Task prompt>
Rewrite every line of the data below, including the requests, and shift each coordinate in the answers by -95.

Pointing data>
--- Start ---

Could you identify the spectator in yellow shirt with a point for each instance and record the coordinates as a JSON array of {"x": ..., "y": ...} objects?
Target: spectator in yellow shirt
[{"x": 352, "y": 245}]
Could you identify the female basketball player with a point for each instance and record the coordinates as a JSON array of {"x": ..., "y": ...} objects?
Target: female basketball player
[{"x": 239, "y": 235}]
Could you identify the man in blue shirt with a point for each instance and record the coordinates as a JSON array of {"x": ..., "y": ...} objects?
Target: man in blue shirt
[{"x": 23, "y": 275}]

--- End ---

The answer>
Could you identify the spectator in yellow shirt with a point for each instance and record the coordinates as a JSON array of {"x": ..., "y": ...} objects?
Target: spectator in yellow shirt
[{"x": 257, "y": 150}]
Could you identify the female basketball player with a point for each instance and record the coordinates as a JSON array of {"x": ..., "y": ...} objects?
Target: female basketball player
[{"x": 144, "y": 140}]
Could you identify the man in blue shirt with a point for each instance and record the coordinates as a JSON array of {"x": ..., "y": ...} objects?
Target: man in blue shirt
[{"x": -72, "y": 180}]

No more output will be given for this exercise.